- **Given passage**
■ ■ ■
Togather

It's hard to become who you are

workshops

WORKSHOPS IN ‘OUR EUROPEAN HOUSE’ ON 9-11-2009

  1. 1. Come to gather / Wim Kratsborn and Svenja Hintz

    ‘l’Europe c’est moi’

    We invite you to experience active and democratic citizenship in Europe through aesthetical, multiple intelligent and knowledge-based ways. As a sense-opener, we watch ‘Come to gather’ and then you will meet ‘Europe’ in 'A Story of Europe'. It is a story about the past, the present and the future, featuring Europe as a young woman of 27 ages. This is an aesthetical, cooperative and profound way to understand the project from the perspective of yourself, the other and Europe. Finally we reflect on the meaning of To-Gather, focussing on human rights (Amnesty).

  2. 2. The Imagination / Henk Visser

    The Imagination or how to re-create yourself.

    Use your imagination to focus your creative energy. The result: a well balanced, inspired and more successful person!

    In this workshop you will experience new ways to develop and preserve your uniqueness in relation to the other and with respect for the other. You will find your own unique set of qualities and talents and learn skills how live up to them. Take your inner self, your imagination and your hidden soul qualities seriously! In this way you feel happier and more balanced and will become a contribution to others and the world as a whole.

  3. 3. Be da Vinci / Frans van Gaal

    Seven steps for a creative attitude

    Leonardo da Vinci is truly the global archetype of human potential. We may not be able to achieve his level of genius, but by thinking like he did, we can certainly develop our innate abilities. In his book, “How To Think Like Leonardo da Vinci” Michael Gelb invites readers to take some lessons about living from Leonardo da Vinci.

    The Principles:

    1. Curiosita’ – an insatiable curiosity
    2. Dimostrazione – testing knowledge through experience
    3. Sensazione – continued refinement of the senses
    4. Sfumato – a willingness to embrace ambiguity
    5. Arte/Scienza – developing a balance between art and science
    6. Corporalita’ – cultivating fitness and poise
    7. Connessione – recognizing and appreciating that all phenomena are connected.
■ ■ ■
- **Data excerpt**
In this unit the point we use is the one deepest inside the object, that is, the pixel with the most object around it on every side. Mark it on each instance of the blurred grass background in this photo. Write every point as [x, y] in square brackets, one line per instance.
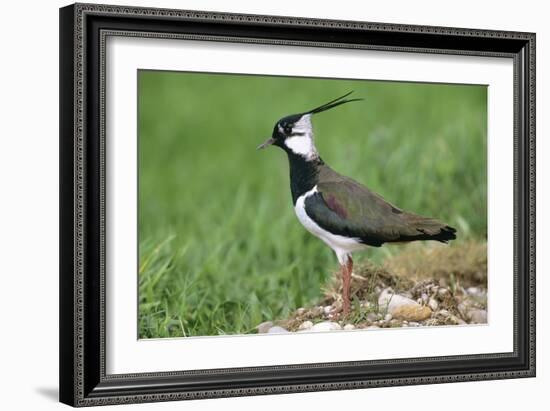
[220, 247]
■ ■ ■
- **Task 1**
According to the workshops text, which book by Michael Gelb is cited in the Be da Vinci workshop?
- **Task 2**
Please extend the workshops text onward from its last sentence.

- **Task output 1**
"How To Think Like Leonardo da Vinci"

- **Task output 2**
  4. 4. It’s all in the family / Anite van Oijen

    Daily problems at home are always a challenge for both parents and children. Most of the time we stay arguing when we are crossed, angry or very happy. In this highly emotional state we loose control of our rational and logical capacities… quite tuff! But, how about choosing a new school, moving form primary school to secondary school? Or setting up a family discussion about the next holiday destination or organising a family party? At Jenaplanschool Antonius Abt, the primary school of King William I College, we teach pupils and parents how you can use the deliberate thinking tools of Edward de Bono to cope with these challenging, ‘family moments’.

    Workshop characteristics:

    1. Case based learning
    2. Experience based protocols for direct use at home
    3. Teamwork
    4. Highly interactive
  5. 5. You can leave your hat on / Rob de Haas

    Thinking ‘out of the box’ with the six hats of Edward de Bono to cooperate more effectively and creatively

    Worldwide the six thinking hats of Edward de Bono are used to make meetings more effective and creative. The approach is about thinking in one direction with amazing results. This constructive harmony model is also used at Koning Willem I College in the primary and the secundary process of primary and professonal education, but also according to management.

    This workshop offers you:

    1. Own experience in using the six hats
    2. An effective instrument voor the practice of tomorrow
    3. A lot of action
    4. An ‘other’ look at cooperating
    5. A lot of fun!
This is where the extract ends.